Exercices.
- 1) Dans le texte sur les rizières de Sapa, relevez les groupes qui servent historiquement à classer les variétés de riz.
- 2) Transcrivez fidèlement le passage du texte sur les rizières de Sapa qui va de « Comme avant d’écrire » jusqu'à « anciennement nommé javanica. » inclus.

Extrait choisi.
Dans les rizières de Sapa

Ayant parcouru les rizières de Sapa (Nord du Vietnam) pendant plusieurs jours, il nous a semblé impératif d’écrire un article sur le riz. Pour qui s’est rendu dans cette région aux milles terrasses, le lien sera évident. Pas un pan de montagne n’arbore le panel de couleurs complet que peut prendre le chaume lorsque vient le temps de la récolte. Entre les verts, les jaunes et les dorés, les paysans armés de leurs faucilles et vêtus de leurs tenues traditionnelles ethniques, coupent, battent, trient, sèche, brûle, transportent. C’est toute une armée qui se met en marche pour récolter la production du 2eme exportateur mondial. Un manège inoubliable…

Introduction botanique

Comme avant d’écrire chaque article, j’ouvre donc mon ordinateur de poche et tapote sur le clavier. J’ai bien réussi à identifier les différentes étapes de la récolte, facilement identifiables, pendant notre randonnée, mais d’autres informations me manquent. Wikipédia et la FAO complètent les trous. On y apprend notamment que les riz appartiennent au genre Oryza L. qui comprend plus d’une vingtaine d’espèces, dont deux seulement sont cultivées, Oryza sativa L., originaire de l’Asie, et Oryza glaberrima Steud., ou riz de Casamance, originaire d’Afrique centrale. Ces plusieurs milliers de variétés ont été classées historiquement en trois groupes :
• japonica à épillet court,
• indica à épillet très long,
• un groupe intermédiaire anciennement nommé javanica.

J’espère que les botanistes ne m’en voudront pas si j’ai arrêté là ma recherche scientifique pour me concentrer sur des aspects un peu plus socio-économiques (que nous le voulions ou non, les chats ne font pas des chiens…).

Jeu de données.
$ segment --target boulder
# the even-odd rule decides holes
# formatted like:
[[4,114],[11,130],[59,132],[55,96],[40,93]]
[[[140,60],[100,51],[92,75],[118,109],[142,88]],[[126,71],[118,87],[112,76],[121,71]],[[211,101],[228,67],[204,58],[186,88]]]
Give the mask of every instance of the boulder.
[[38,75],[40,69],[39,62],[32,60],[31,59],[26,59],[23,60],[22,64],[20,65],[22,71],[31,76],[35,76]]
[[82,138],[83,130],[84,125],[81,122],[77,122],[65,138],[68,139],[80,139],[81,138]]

Corrigé des exercices.
- 1)
- japonica à épillet court
- indica à épillet très long
- un groupe intermédiaire anciennement nommé javanica

- 2)
Comme avant d’écrire chaque article, j’ouvre donc mon ordinateur de poche et tapote sur le clavier. J’ai bien réussi à identifier les différentes étapes de la récolte, facilement identifiables, pendant notre randonnée, mais d’autres informations me manquent. Wikipédia et la FAO complètent les trous. On y apprend notamment que les riz appartiennent au genre Oryza L. qui comprend plus d’une vingtaine d’espèces, dont deux seulement sont cultivées, Oryza sativa L., originaire de l’Asie, et Oryza glaberrima Steud., ou riz de Casamance, originaire d’Afrique centrale. Ces plusieurs milliers de variétés ont été classées historiquement en trois groupes :
• japonica à épillet court,
• indica à épillet très long,
• un groupe intermédiaire anciennement nommé javanica.